Each line of the material must be returned exactly.

>> begin

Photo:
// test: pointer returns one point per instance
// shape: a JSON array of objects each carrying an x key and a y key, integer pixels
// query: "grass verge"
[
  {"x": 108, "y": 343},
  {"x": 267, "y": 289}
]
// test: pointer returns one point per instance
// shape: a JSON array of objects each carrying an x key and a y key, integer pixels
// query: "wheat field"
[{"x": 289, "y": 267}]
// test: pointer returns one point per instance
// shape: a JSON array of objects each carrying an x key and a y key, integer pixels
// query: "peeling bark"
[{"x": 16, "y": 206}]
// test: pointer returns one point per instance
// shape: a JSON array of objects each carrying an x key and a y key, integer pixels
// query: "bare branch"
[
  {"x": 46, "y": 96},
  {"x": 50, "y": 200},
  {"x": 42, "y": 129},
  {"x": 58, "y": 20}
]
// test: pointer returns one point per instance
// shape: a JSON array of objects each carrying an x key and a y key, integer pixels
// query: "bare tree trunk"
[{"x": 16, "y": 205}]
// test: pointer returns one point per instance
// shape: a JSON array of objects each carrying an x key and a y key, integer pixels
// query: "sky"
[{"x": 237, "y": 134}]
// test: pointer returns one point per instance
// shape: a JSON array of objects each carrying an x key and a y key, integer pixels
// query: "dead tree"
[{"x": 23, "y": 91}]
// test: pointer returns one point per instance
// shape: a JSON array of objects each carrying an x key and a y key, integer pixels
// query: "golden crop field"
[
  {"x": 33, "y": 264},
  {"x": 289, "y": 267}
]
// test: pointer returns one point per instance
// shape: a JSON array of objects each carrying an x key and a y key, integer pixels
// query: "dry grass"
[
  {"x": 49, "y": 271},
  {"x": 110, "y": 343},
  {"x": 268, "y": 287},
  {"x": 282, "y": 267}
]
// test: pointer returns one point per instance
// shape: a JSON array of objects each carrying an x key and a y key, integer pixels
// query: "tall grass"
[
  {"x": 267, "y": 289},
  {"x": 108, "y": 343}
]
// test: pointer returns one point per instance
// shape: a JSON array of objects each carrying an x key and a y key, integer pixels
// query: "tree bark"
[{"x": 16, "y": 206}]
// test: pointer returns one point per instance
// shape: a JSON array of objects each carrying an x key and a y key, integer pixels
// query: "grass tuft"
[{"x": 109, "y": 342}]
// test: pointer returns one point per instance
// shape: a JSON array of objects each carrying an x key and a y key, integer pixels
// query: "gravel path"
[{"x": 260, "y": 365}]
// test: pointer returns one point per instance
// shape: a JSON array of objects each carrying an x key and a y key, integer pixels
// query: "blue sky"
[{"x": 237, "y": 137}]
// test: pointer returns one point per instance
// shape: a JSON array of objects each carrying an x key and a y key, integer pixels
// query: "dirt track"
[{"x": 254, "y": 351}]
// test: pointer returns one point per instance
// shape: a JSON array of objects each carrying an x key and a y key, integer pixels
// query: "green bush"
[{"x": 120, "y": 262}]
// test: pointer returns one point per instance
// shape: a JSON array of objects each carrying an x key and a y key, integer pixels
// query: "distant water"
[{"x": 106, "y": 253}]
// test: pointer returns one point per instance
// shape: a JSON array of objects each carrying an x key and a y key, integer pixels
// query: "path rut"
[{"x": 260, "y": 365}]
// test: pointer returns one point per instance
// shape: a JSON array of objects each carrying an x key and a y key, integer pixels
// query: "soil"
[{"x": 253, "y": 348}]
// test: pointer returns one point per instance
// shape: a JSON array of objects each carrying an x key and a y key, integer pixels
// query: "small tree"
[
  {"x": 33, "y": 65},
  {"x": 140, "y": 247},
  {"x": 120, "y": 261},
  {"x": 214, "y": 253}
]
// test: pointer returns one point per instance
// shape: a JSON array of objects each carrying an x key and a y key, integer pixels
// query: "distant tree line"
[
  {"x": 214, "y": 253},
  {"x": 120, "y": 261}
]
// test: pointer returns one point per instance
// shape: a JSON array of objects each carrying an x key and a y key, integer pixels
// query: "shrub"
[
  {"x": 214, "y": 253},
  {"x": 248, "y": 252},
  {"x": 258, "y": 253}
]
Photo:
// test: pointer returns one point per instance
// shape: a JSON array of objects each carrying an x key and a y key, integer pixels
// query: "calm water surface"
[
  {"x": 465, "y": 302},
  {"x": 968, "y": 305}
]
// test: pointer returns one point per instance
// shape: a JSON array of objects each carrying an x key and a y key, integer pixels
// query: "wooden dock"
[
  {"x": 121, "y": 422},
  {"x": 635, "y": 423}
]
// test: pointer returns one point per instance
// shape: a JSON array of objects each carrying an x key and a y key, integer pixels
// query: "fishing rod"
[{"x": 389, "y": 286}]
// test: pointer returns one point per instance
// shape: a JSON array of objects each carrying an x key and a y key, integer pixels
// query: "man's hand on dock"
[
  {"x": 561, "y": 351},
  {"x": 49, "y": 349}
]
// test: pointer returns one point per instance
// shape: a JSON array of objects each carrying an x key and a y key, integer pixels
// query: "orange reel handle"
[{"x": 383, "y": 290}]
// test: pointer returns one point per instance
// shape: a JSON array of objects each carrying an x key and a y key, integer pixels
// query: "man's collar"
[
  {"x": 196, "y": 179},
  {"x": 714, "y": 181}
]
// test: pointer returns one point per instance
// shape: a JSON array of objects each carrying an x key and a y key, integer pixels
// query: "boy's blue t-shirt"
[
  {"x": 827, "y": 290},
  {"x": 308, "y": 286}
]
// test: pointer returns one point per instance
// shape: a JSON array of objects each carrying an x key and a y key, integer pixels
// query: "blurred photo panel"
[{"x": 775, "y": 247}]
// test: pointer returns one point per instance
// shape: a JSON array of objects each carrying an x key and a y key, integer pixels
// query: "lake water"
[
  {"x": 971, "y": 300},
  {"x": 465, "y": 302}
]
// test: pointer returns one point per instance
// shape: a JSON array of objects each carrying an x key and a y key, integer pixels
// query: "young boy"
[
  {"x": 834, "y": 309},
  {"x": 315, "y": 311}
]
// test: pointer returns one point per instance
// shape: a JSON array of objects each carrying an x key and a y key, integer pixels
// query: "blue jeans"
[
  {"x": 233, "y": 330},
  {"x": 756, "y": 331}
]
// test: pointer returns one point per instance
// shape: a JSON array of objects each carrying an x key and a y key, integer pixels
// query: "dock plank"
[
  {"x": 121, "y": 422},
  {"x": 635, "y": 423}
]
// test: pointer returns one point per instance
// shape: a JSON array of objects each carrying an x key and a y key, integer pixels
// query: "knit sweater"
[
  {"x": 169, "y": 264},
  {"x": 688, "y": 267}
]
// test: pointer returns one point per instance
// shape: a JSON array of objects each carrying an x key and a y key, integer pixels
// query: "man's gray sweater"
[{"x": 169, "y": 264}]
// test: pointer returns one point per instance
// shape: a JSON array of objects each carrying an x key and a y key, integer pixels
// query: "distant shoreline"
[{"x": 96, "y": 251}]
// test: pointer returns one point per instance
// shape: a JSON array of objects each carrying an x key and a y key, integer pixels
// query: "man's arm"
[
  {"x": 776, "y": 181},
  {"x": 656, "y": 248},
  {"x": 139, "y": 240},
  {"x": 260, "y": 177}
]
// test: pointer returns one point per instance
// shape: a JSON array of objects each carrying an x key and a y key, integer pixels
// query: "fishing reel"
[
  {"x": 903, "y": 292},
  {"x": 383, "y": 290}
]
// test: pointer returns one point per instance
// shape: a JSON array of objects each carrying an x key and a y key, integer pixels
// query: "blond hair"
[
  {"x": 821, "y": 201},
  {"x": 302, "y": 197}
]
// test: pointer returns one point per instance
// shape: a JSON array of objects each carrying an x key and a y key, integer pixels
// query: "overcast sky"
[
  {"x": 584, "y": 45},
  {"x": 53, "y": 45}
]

>> end

### WRITTEN ANSWER
Photo:
// test: pointer returns one point per instance
// shape: a JSON array of objects each carrying an x key and a y key, integer pixels
// query: "grass verge"
[
  {"x": 108, "y": 343},
  {"x": 267, "y": 289}
]
// test: pointer returns one point per instance
// shape: a JSON array of objects each carrying an x key and a y key, integer pixels
// query: "wheat field"
[{"x": 289, "y": 267}]
// test: pointer returns one point per instance
// shape: a JSON array of objects each carrying an x key and a y key, integer pixels
// query: "peeling bark"
[{"x": 16, "y": 206}]
// test: pointer returns one point per instance
// shape: a JSON array of objects each carrying an x key and a y key, integer pixels
// query: "bare branch"
[
  {"x": 46, "y": 96},
  {"x": 50, "y": 200},
  {"x": 42, "y": 129},
  {"x": 58, "y": 20}
]
// test: pointer returns one point per instance
// shape: a JSON array of objects each carrying an x key and a y key, integer pixels
// query: "bare tree trunk"
[{"x": 16, "y": 205}]
// test: pointer returns one point per instance
// shape: a JSON array of objects each carrying an x key and a y key, integer pixels
// query: "sky"
[{"x": 237, "y": 134}]
// test: pointer returns one point per instance
// shape: a JSON array of objects each carrying an x key and a y key, integer pixels
// query: "dead tree"
[{"x": 23, "y": 91}]
// test: pointer returns one point per instance
// shape: a JSON array of objects each carrying an x key and a y key, integer pixels
// query: "golden crop field"
[
  {"x": 33, "y": 264},
  {"x": 289, "y": 267}
]
// test: pointer returns one point per instance
// shape: a JSON array of objects each carrying an x key and a y key, integer pixels
// query: "dry grass"
[
  {"x": 49, "y": 271},
  {"x": 110, "y": 343},
  {"x": 268, "y": 287},
  {"x": 282, "y": 267}
]
// test: pointer returns one point per instance
// shape: a JSON array of objects each carrying an x key and a y key, integer pixels
// query: "tall grass"
[
  {"x": 267, "y": 289},
  {"x": 108, "y": 343}
]
// test: pointer returns one point per instance
// shape: a JSON array of objects each carrying an x key and a y key, integer pixels
// query: "tree bark"
[{"x": 16, "y": 206}]
// test: pointer returns one point per instance
// shape: a JSON array of objects each carrying an x key and a y key, integer pixels
// query: "grass tuft"
[{"x": 109, "y": 342}]
// test: pointer returns one point per instance
// shape: a JSON array of objects each carrying an x key and a y key, integer pixels
// query: "gravel path"
[{"x": 260, "y": 365}]
// test: pointer returns one point per instance
// shape: a JSON array of objects each carrying an x key and a y key, integer pixels
// query: "blue sky"
[{"x": 237, "y": 137}]
// test: pointer returns one point per instance
// shape: a JSON array of objects each carrying an x key and a y key, integer pixels
// query: "dirt track"
[{"x": 254, "y": 351}]
// test: pointer returns one point per instance
// shape: a JSON array of objects each carrying an x key and a y key, integer pixels
// query: "green bush"
[{"x": 120, "y": 262}]
// test: pointer returns one point per instance
// shape: a JSON array of objects each carrying an x key and a y key, integer pixels
// query: "distant water"
[{"x": 106, "y": 253}]
// test: pointer returns one point per instance
// shape: a JSON array of objects each carrying an x key and a y key, integer pixels
// query: "path rut"
[{"x": 260, "y": 365}]
// test: pointer returns one point per instance
// shape: a JSON array of objects each carrying an x key and a y key, integer pixels
// query: "soil"
[{"x": 253, "y": 348}]
// test: pointer returns one point per instance
// shape: a JSON array of objects each carrying an x key and a y key, integer pixels
// query: "small tree"
[
  {"x": 33, "y": 65},
  {"x": 140, "y": 247},
  {"x": 120, "y": 261},
  {"x": 214, "y": 253}
]
// test: pointer returns one point per instance
// shape: a JSON array of objects each carrying an x key and a y key, integer pixels
// query: "distant tree line"
[
  {"x": 214, "y": 253},
  {"x": 120, "y": 261}
]
// test: pointer returns one point per instance
// shape: a JSON array of objects each carrying an x key and a y key, integer pixels
// query: "shrub"
[
  {"x": 214, "y": 253},
  {"x": 248, "y": 252},
  {"x": 258, "y": 253}
]
Photo:
// test: pointer returns one point per instance
// shape: a JSON array of objects each carrying an x key and a y key, integer pixels
// query: "calm water surface"
[
  {"x": 465, "y": 302},
  {"x": 968, "y": 305}
]
// test: pointer returns one point per instance
// shape: a JSON array of objects each carrying an x key and a y key, integer pixels
// query: "wooden dock"
[
  {"x": 121, "y": 422},
  {"x": 635, "y": 423}
]
// test: pointer returns one point per instance
// shape: a JSON array of objects each carrying an x key and a y key, integer pixels
// query: "fishing rod"
[{"x": 389, "y": 286}]
// test: pointer returns one point per instance
// shape: a JSON array of objects each carrying an x key and a y key, integer pixels
// query: "man's hand on dock"
[
  {"x": 561, "y": 351},
  {"x": 49, "y": 349}
]
// test: pointer returns one point per instance
// shape: a JSON array of objects each carrying an x key and a y key, integer pixels
// query: "orange reel handle"
[{"x": 383, "y": 290}]
// test: pointer returns one point per instance
// shape: a JSON array of objects each carrying an x key and a y key, integer pixels
// query: "man's collar"
[
  {"x": 196, "y": 179},
  {"x": 714, "y": 181}
]
// test: pointer returns one point per instance
// shape: a JSON array of objects each carrying an x key and a y key, integer pixels
// query: "boy's blue t-shirt"
[
  {"x": 827, "y": 290},
  {"x": 308, "y": 286}
]
// test: pointer returns one point per instance
// shape: a JSON array of objects each carrying an x key and a y key, integer pixels
// query: "blurred photo panel"
[{"x": 775, "y": 247}]
// test: pointer returns one point per instance
// shape: a JSON array of objects each carrying an x key and a y key, integer pixels
// query: "lake water"
[
  {"x": 971, "y": 300},
  {"x": 465, "y": 302}
]
// test: pointer returns one point per instance
// shape: a JSON array of objects each carrying an x key and a y key, integer pixels
// query: "young boy"
[
  {"x": 834, "y": 309},
  {"x": 315, "y": 311}
]
// test: pointer returns one point per instance
// shape: a JSON array of objects each carrying an x key and a y key, integer pixels
// query: "blue jeans"
[
  {"x": 233, "y": 330},
  {"x": 756, "y": 331}
]
// test: pointer returns one point per instance
// shape: a JSON array of objects each carrying an x key and a y key, integer pixels
// query: "dock plank"
[
  {"x": 121, "y": 422},
  {"x": 635, "y": 423}
]
// test: pointer returns one point per instance
// shape: a JSON array of objects each carrying an x key and a y key, integer pixels
// query: "knit sweater"
[
  {"x": 169, "y": 264},
  {"x": 688, "y": 267}
]
// test: pointer returns one point per instance
// shape: a JSON array of objects each carrying an x key and a y key, integer pixels
// query: "man's gray sweater"
[{"x": 169, "y": 264}]
// test: pointer returns one point per instance
// shape: a JSON array of objects each carrying an x key and a y key, integer pixels
// query: "distant shoreline"
[{"x": 96, "y": 251}]
// test: pointer returns one point per instance
// shape: a JSON array of objects each carrying an x key and a y key, integer pixels
// query: "man's arm"
[
  {"x": 776, "y": 181},
  {"x": 656, "y": 248},
  {"x": 139, "y": 240},
  {"x": 260, "y": 177}
]
// test: pointer returns one point per instance
// shape: a JSON array of objects each carrying an x key and a y key, integer pixels
// query: "fishing reel"
[
  {"x": 903, "y": 292},
  {"x": 383, "y": 290}
]
// test: pointer returns one point per instance
// shape: a JSON array of objects each carrying an x key and a y key, integer pixels
// query: "blond hair"
[
  {"x": 821, "y": 201},
  {"x": 302, "y": 197}
]
// test: pointer returns one point per instance
// shape: a JSON array of objects each carrying an x key and a y key, integer pixels
// query: "overcast sky"
[
  {"x": 584, "y": 45},
  {"x": 53, "y": 45}
]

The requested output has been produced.